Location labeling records
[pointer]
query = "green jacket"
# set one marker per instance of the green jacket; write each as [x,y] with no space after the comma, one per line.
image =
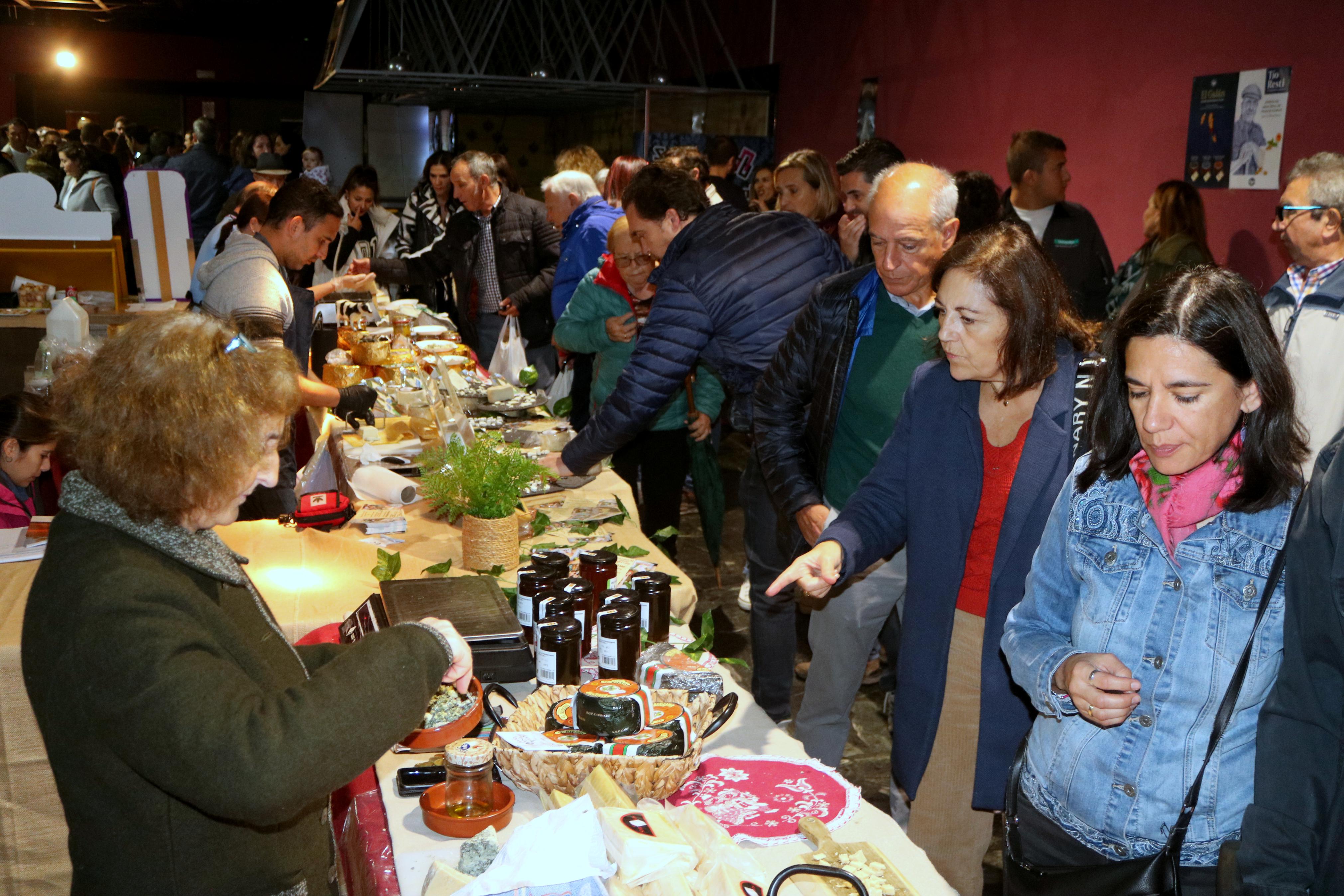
[582,328]
[194,749]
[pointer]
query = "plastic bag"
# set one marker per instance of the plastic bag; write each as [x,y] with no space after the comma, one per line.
[510,355]
[561,390]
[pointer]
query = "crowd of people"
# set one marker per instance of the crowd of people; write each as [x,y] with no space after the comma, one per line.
[1058,497]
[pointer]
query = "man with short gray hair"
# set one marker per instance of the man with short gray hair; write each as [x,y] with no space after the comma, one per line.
[501,252]
[824,409]
[1305,304]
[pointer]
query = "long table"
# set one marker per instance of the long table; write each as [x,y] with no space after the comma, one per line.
[308,578]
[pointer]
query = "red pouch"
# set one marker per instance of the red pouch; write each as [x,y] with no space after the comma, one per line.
[323,511]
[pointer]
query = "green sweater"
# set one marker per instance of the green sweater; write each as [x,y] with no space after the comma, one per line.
[882,367]
[194,749]
[582,329]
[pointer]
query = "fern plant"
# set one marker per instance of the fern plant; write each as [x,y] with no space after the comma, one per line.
[484,480]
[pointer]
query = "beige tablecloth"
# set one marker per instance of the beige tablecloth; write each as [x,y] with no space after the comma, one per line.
[308,578]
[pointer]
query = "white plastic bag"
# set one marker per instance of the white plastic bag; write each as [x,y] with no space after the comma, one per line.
[559,389]
[510,356]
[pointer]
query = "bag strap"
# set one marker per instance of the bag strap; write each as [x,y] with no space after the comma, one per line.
[1221,720]
[1234,690]
[1085,385]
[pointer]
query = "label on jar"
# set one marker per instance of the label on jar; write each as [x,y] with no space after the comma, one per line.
[545,667]
[525,609]
[607,653]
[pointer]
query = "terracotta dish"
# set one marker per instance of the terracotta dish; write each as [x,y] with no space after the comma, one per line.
[432,738]
[437,819]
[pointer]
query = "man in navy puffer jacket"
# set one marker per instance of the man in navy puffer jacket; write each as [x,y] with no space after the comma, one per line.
[729,287]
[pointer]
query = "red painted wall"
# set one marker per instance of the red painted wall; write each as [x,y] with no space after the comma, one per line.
[1113,80]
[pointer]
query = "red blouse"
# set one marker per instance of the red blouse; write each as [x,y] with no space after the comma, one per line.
[1001,468]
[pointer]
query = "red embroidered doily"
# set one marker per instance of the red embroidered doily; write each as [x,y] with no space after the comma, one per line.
[761,799]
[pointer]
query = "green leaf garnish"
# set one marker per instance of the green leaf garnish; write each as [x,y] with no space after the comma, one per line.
[389,565]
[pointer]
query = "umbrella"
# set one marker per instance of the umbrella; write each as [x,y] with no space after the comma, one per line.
[709,487]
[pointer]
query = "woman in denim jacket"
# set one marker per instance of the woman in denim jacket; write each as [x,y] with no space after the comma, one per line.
[1146,585]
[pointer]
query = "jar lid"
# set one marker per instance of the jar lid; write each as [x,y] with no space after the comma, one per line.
[573,585]
[468,751]
[537,574]
[620,614]
[651,581]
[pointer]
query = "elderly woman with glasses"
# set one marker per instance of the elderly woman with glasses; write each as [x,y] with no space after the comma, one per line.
[193,746]
[604,319]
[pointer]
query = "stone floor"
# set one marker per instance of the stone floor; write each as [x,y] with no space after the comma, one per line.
[867,758]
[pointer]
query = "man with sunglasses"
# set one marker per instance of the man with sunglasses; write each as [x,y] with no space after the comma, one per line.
[1307,304]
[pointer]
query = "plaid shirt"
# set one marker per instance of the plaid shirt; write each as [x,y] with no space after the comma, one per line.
[1303,283]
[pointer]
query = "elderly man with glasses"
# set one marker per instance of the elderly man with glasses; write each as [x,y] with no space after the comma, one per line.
[1307,304]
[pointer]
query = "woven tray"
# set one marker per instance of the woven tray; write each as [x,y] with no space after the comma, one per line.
[654,777]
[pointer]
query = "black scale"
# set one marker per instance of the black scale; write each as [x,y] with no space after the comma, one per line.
[474,604]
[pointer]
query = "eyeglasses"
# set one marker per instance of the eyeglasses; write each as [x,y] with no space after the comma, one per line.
[240,342]
[1282,211]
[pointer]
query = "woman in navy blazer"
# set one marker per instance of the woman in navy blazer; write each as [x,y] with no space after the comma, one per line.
[967,481]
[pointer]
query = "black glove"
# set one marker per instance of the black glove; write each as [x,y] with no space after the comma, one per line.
[357,405]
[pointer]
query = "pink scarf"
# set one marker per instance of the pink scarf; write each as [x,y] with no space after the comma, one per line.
[1180,503]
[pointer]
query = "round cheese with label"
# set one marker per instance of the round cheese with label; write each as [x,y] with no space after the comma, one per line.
[611,708]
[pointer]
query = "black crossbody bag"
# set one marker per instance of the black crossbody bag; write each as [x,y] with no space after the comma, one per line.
[1157,875]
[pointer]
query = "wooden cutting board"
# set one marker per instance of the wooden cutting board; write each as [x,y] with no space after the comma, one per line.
[814,886]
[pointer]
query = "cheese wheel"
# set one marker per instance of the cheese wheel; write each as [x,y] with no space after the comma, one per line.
[611,708]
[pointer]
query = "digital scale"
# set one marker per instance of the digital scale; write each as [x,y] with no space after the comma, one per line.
[474,604]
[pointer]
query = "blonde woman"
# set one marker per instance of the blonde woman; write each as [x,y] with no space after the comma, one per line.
[807,183]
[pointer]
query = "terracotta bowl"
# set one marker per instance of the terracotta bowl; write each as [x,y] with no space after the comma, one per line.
[432,738]
[439,821]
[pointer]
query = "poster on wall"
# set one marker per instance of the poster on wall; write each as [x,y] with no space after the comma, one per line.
[1236,134]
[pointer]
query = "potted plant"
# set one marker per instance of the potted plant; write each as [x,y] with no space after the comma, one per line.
[482,484]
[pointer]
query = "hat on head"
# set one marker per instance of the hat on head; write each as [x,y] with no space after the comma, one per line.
[271,164]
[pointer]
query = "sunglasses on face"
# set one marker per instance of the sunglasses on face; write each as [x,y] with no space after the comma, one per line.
[1292,211]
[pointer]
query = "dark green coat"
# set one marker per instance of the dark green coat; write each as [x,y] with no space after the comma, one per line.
[193,746]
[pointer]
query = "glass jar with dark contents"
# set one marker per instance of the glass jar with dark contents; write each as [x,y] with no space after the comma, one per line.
[624,595]
[558,651]
[585,605]
[597,568]
[655,593]
[617,641]
[532,582]
[470,790]
[557,561]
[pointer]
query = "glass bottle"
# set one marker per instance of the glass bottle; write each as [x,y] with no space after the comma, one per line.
[617,641]
[585,605]
[532,582]
[597,568]
[470,790]
[558,651]
[655,593]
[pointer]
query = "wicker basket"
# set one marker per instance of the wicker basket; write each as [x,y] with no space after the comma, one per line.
[655,777]
[488,543]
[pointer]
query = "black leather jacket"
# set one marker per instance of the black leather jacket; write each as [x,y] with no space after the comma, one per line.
[797,400]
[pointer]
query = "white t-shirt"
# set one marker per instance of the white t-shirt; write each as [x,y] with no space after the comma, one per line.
[1037,219]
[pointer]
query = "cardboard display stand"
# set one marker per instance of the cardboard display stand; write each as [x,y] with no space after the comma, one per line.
[157,202]
[61,248]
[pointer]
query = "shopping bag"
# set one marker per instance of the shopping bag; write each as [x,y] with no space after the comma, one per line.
[561,390]
[510,355]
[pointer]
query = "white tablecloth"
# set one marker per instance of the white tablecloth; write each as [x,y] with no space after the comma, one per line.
[749,733]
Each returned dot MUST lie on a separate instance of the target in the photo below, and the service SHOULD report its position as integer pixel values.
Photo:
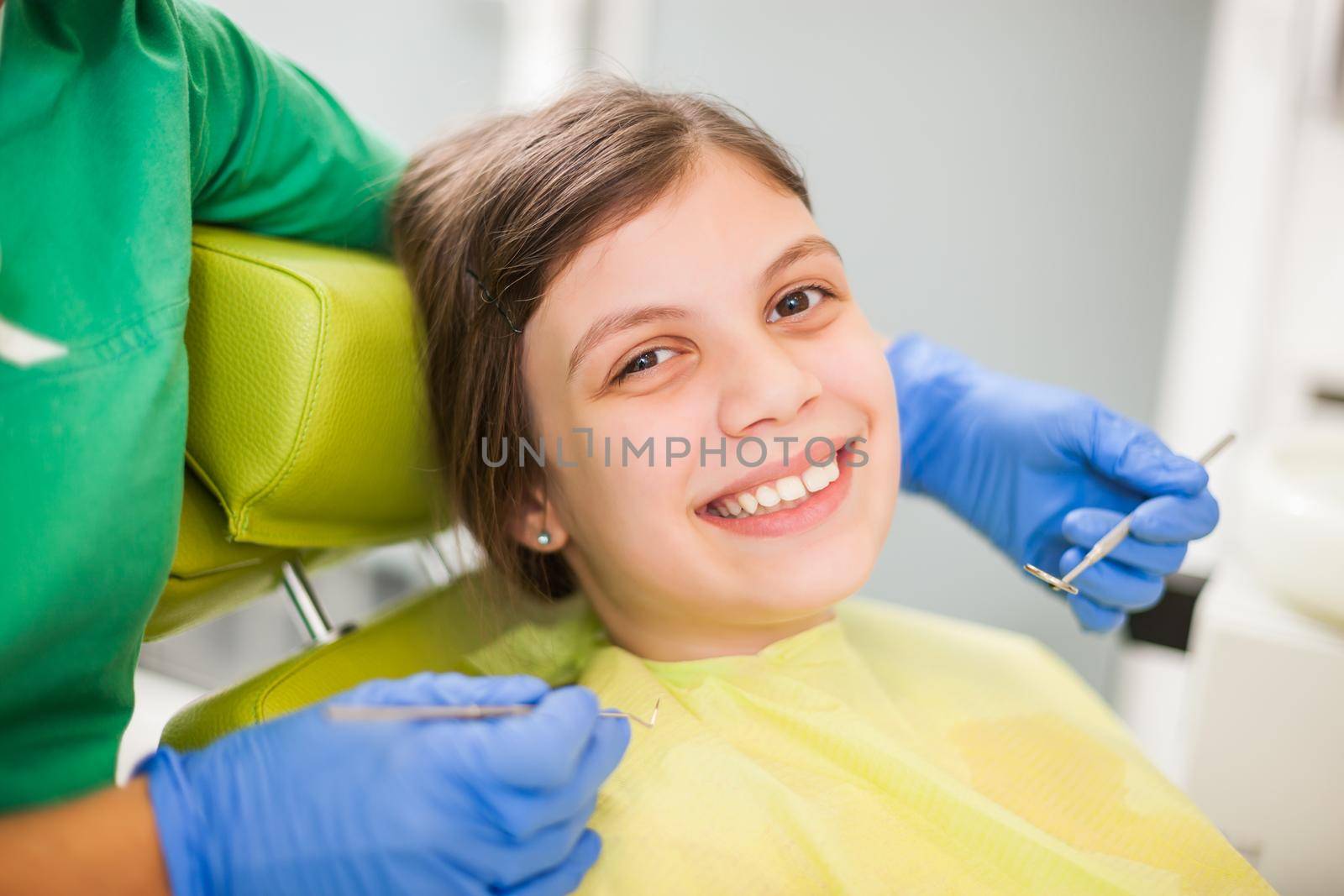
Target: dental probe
(1112, 539)
(349, 712)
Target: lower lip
(799, 519)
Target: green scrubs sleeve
(120, 123)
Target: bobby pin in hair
(491, 300)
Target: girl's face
(722, 317)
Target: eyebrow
(609, 325)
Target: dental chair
(307, 441)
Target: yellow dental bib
(889, 752)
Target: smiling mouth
(777, 495)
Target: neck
(658, 637)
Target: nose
(765, 385)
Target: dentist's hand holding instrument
(306, 805)
(1045, 473)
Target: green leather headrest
(307, 412)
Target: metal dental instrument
(349, 712)
(1108, 542)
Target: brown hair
(512, 199)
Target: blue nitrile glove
(1039, 469)
(308, 805)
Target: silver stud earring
(543, 537)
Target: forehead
(716, 231)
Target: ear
(533, 519)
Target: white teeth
(816, 477)
(766, 499)
(790, 488)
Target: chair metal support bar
(302, 597)
(434, 563)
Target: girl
(636, 281)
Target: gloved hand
(1039, 469)
(308, 805)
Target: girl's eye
(642, 362)
(799, 300)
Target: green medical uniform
(120, 123)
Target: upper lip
(776, 468)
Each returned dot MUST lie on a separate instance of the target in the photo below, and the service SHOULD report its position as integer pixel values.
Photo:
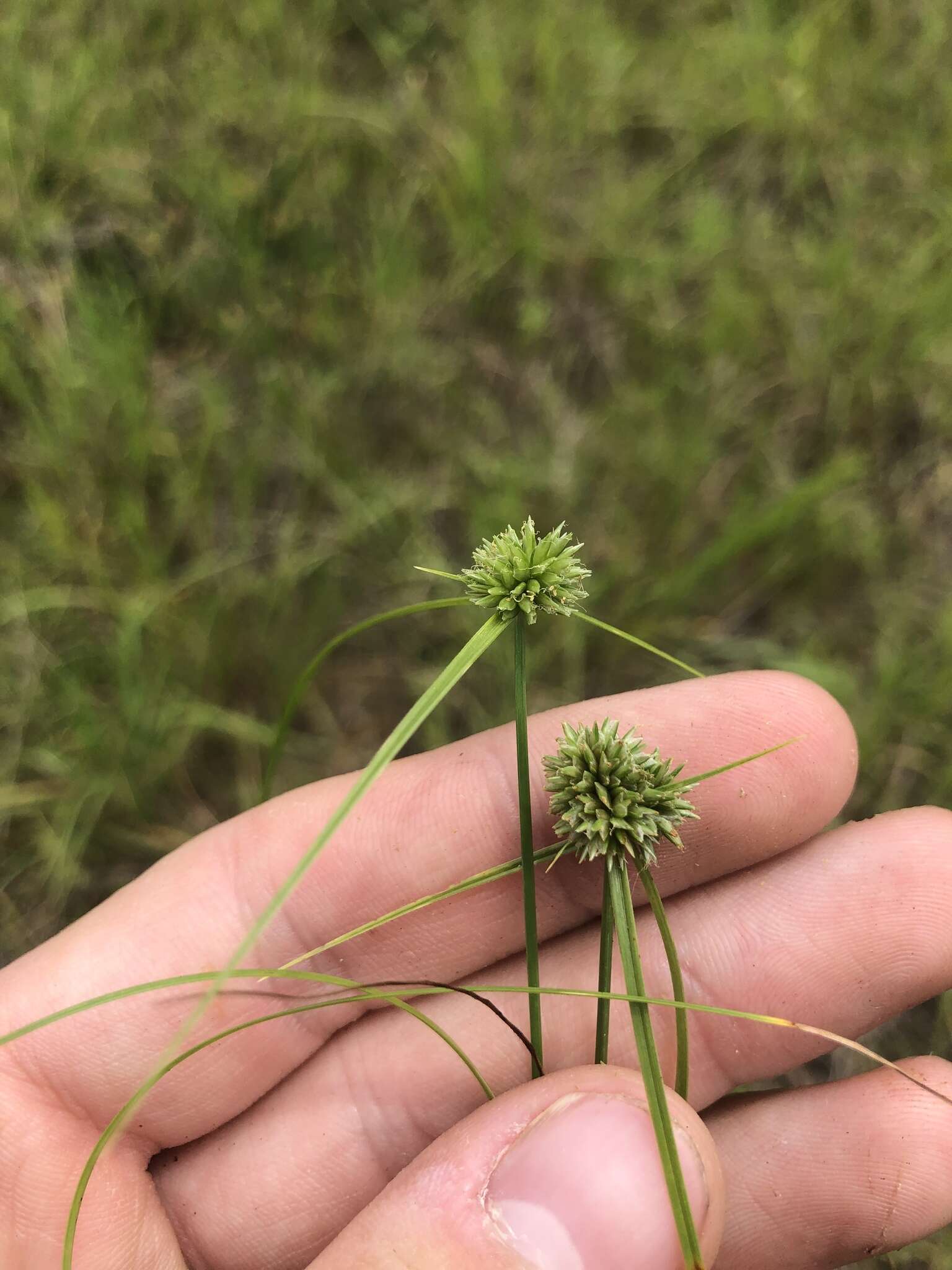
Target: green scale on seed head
(522, 573)
(614, 797)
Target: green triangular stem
(527, 859)
(681, 1019)
(604, 972)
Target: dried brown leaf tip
(612, 797)
(523, 573)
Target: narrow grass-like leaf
(604, 972)
(681, 1021)
(527, 858)
(641, 643)
(126, 1112)
(735, 762)
(624, 915)
(480, 879)
(183, 981)
(442, 573)
(451, 675)
(302, 681)
(511, 866)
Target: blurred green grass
(295, 296)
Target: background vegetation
(294, 296)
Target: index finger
(431, 821)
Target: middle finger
(809, 935)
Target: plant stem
(528, 870)
(681, 1023)
(650, 1066)
(414, 718)
(604, 972)
(301, 682)
(640, 643)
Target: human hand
(353, 1137)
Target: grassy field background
(294, 296)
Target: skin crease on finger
(839, 969)
(84, 1064)
(462, 796)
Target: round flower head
(521, 573)
(614, 797)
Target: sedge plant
(612, 798)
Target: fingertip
(562, 1174)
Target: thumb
(560, 1174)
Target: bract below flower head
(522, 573)
(614, 797)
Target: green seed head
(521, 573)
(614, 797)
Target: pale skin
(352, 1137)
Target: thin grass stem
(641, 643)
(681, 1019)
(604, 972)
(180, 981)
(527, 856)
(650, 1066)
(301, 683)
(420, 710)
(123, 1113)
(480, 879)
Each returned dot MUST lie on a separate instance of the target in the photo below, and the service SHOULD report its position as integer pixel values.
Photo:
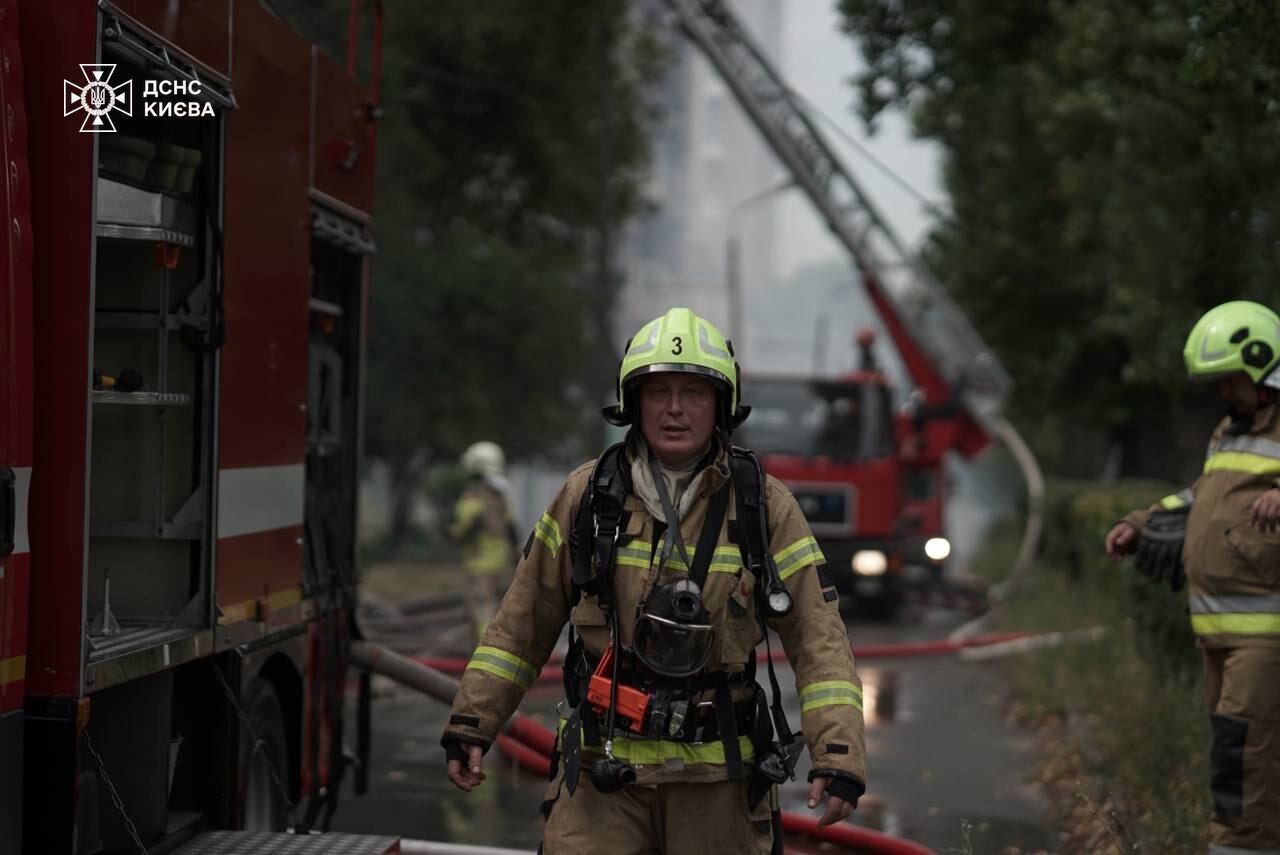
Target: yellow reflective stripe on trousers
(501, 663)
(1235, 613)
(799, 554)
(1242, 462)
(831, 693)
(548, 531)
(641, 751)
(1258, 623)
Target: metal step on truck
(183, 284)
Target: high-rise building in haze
(707, 161)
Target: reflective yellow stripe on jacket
(548, 531)
(1249, 455)
(831, 693)
(499, 663)
(1235, 615)
(725, 559)
(643, 751)
(800, 553)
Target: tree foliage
(513, 137)
(1112, 172)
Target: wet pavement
(945, 767)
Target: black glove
(842, 785)
(1160, 548)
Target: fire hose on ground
(529, 744)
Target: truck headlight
(869, 562)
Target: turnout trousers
(1243, 694)
(668, 818)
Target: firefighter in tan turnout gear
(1230, 556)
(668, 556)
(481, 524)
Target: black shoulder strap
(709, 535)
(753, 529)
(752, 522)
(598, 524)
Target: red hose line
(526, 758)
(551, 672)
(854, 837)
(525, 730)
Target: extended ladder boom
(910, 291)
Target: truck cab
(833, 443)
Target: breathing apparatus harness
(657, 707)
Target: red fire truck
(832, 440)
(876, 498)
(182, 320)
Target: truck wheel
(264, 762)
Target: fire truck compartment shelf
(259, 842)
(146, 530)
(182, 643)
(122, 319)
(142, 398)
(145, 233)
(131, 213)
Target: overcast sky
(818, 62)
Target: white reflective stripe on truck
(260, 498)
(22, 493)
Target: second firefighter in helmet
(1221, 539)
(659, 556)
(481, 525)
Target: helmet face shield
(673, 632)
(672, 648)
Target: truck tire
(264, 805)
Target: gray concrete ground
(946, 767)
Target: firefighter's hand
(836, 808)
(1121, 540)
(471, 776)
(1265, 513)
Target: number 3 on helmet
(680, 341)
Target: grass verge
(1121, 721)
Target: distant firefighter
(483, 525)
(1220, 538)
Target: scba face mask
(673, 632)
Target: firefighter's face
(677, 416)
(1238, 391)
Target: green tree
(512, 146)
(1112, 173)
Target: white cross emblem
(97, 97)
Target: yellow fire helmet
(679, 341)
(1239, 335)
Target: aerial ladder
(942, 352)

Brief: Rewrite the stretch of the records from the line containing "Target: distant firefighter" through the end, keeping every request line and adding 83 to each coordinate in the answers.

Solution for this task:
Target: distant firefighter
(566, 608)
(1303, 621)
Target: scba face mask
(756, 715)
Target: firefighter's face
(760, 499)
(1321, 474)
Target: green tree
(595, 229)
(1195, 256)
Target: white cross emblem
(180, 180)
Target: yellow fire helmet
(762, 424)
(1322, 418)
Target: aerial ladder
(1025, 435)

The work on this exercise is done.